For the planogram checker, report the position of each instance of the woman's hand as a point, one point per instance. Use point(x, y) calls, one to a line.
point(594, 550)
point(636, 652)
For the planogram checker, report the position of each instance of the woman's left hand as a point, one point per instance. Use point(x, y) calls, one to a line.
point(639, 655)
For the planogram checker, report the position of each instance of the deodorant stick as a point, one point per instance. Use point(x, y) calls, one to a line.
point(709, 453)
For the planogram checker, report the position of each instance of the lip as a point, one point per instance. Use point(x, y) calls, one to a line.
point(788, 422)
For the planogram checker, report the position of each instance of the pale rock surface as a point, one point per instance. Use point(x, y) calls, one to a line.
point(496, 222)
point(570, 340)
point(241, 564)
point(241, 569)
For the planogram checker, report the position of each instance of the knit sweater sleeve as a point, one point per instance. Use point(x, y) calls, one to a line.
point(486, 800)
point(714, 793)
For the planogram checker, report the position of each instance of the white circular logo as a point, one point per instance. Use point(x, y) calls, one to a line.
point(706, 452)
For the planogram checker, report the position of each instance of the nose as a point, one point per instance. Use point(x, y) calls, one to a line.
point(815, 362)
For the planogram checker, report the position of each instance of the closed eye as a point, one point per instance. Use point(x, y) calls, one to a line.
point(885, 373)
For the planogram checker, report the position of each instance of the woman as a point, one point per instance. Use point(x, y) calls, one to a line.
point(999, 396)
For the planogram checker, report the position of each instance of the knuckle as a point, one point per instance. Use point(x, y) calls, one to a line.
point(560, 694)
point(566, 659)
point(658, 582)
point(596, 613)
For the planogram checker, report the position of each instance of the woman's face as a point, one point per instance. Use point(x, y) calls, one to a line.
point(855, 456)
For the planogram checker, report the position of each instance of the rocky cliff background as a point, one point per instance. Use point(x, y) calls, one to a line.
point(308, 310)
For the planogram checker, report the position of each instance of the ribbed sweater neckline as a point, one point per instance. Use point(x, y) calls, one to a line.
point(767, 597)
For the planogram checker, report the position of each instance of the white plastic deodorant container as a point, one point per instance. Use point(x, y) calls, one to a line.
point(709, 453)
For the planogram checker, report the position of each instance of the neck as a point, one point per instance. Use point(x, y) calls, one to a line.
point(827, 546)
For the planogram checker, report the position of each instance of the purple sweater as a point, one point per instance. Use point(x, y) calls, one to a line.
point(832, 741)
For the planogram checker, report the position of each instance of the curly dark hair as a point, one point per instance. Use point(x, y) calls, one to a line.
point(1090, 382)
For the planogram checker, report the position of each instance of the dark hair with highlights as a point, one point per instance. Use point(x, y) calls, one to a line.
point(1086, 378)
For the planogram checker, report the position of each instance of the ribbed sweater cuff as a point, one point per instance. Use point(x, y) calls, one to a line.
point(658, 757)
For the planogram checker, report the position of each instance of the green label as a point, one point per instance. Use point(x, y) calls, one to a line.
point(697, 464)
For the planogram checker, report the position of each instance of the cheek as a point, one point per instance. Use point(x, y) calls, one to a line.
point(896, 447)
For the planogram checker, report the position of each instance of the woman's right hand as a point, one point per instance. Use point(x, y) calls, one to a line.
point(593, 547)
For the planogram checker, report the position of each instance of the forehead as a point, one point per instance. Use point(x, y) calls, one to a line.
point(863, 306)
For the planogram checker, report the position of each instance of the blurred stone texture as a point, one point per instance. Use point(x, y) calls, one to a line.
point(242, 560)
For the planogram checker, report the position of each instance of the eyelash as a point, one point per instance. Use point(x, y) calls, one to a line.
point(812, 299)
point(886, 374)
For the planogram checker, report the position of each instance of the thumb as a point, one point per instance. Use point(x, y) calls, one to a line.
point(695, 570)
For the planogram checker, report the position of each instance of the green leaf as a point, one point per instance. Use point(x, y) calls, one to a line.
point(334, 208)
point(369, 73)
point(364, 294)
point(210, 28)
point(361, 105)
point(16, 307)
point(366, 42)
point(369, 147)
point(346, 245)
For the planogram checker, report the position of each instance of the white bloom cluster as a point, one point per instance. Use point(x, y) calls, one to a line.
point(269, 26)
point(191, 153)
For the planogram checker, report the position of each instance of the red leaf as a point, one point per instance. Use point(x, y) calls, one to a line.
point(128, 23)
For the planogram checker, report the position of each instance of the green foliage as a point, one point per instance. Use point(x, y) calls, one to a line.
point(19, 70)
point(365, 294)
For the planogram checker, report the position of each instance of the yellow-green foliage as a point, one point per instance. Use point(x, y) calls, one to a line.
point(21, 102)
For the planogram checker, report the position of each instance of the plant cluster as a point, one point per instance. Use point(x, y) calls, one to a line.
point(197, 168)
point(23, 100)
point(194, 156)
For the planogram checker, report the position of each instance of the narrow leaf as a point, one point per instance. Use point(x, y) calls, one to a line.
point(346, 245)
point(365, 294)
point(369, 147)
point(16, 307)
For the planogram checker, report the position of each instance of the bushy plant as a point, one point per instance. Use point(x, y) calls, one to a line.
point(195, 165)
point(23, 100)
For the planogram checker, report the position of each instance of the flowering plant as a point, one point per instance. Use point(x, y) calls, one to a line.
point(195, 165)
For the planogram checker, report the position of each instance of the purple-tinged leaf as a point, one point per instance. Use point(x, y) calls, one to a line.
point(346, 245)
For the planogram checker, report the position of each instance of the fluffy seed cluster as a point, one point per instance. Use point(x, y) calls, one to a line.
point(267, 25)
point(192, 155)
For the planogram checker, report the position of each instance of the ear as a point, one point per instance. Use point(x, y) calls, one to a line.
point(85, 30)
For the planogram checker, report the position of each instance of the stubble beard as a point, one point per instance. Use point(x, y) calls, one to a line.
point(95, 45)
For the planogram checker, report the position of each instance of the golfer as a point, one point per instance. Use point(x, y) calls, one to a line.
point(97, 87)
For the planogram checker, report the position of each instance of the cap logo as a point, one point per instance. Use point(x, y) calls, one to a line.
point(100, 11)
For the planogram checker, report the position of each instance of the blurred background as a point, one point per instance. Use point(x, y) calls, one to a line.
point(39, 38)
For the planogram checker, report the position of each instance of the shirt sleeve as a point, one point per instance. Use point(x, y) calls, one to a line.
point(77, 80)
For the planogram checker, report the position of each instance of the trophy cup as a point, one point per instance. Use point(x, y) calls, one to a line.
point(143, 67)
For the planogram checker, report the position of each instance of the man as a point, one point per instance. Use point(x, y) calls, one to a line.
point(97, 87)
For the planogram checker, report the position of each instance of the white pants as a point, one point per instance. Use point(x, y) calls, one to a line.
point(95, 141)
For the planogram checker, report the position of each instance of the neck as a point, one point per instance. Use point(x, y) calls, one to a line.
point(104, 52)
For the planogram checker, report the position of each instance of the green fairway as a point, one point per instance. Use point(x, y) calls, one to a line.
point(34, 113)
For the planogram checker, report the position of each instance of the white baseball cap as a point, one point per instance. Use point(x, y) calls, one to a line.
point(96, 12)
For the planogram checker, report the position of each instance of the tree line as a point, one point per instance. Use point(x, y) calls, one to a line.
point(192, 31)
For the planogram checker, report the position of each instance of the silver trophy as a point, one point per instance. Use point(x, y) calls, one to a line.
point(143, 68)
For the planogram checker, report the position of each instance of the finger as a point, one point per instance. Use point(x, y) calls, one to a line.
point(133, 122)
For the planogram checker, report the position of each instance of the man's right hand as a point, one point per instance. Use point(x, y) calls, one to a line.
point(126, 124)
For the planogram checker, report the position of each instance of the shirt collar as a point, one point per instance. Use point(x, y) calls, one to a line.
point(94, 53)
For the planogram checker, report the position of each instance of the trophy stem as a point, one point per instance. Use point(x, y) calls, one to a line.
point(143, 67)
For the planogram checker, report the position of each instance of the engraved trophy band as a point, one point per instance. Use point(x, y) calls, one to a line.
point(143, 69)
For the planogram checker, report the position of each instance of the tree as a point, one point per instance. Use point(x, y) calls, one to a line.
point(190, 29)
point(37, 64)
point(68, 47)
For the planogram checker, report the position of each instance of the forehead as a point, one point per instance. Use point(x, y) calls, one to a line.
------------------------------
- The task: Only the lines from the one containing "of the man's" through the final line above should be duplicated, exactly as they stand.

- Exercise solution:
For the planogram checker, report the position of each instance of the man's right hand as a point, one point per instance. Use point(x, y) calls, one to a line.
point(126, 124)
For the planogram checker, report the position of each instance of the shirt collar as a point, one point per instance. Use point(x, y) calls, one to a line.
point(94, 53)
For the planogram checker, report the position of each instance of the trophy stem as a point, one point per instance. Use point(x, y) calls, one to a line.
point(143, 67)
For the planogram checker, report the position of each instance of the engraved trophy band as a point, one point per instance. Use point(x, y) calls, one to a line.
point(143, 69)
For the planogram checker, report the position of each instance of the tree as a point, one point per instance. Use point(x, y) calls, one to a line.
point(190, 29)
point(37, 64)
point(68, 47)
For the planogram checker, report the position of each instance of the forehead as a point, one point per instance. Use point(x, y) calls, one to a line.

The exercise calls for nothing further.